[Dataset entries]

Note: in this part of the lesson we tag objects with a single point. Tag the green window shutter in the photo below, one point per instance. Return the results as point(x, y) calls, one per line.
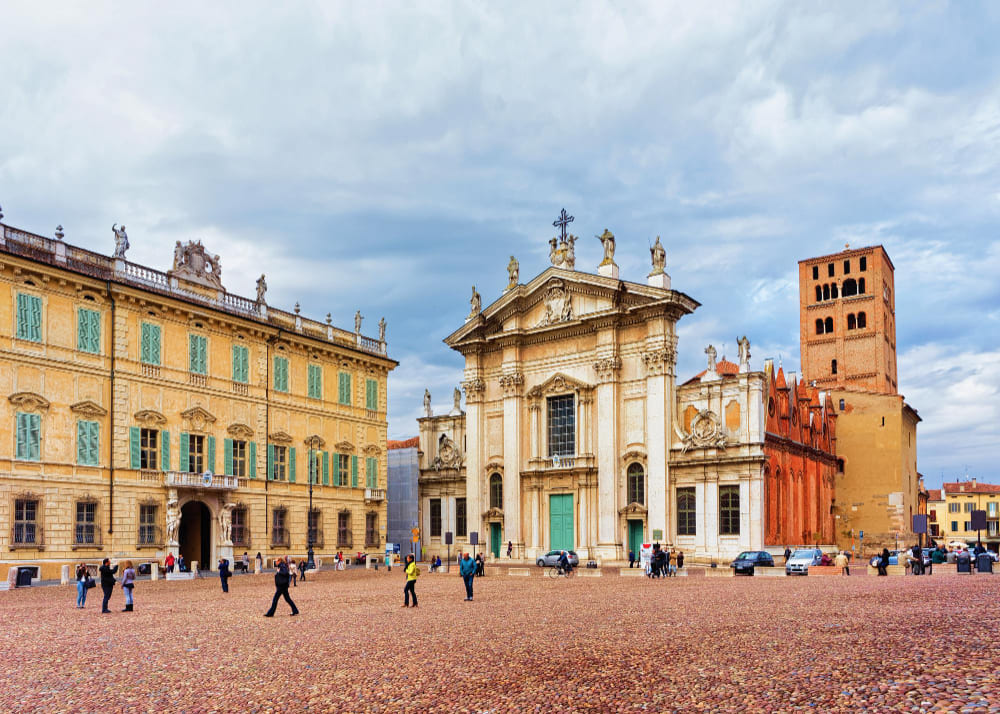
point(133, 446)
point(211, 454)
point(165, 450)
point(82, 439)
point(227, 458)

> [TASK GOAL] Your copy should hold each line above exactly and no pictures at all.

> [THE COMPLETED TASK]
Note: in this part of the lesson we tag objects with a single point. Tag the green window shutter in the photo below, one point per instance. Return the results as point(x, y) calls, one per line.
point(133, 446)
point(211, 454)
point(165, 450)
point(82, 439)
point(227, 458)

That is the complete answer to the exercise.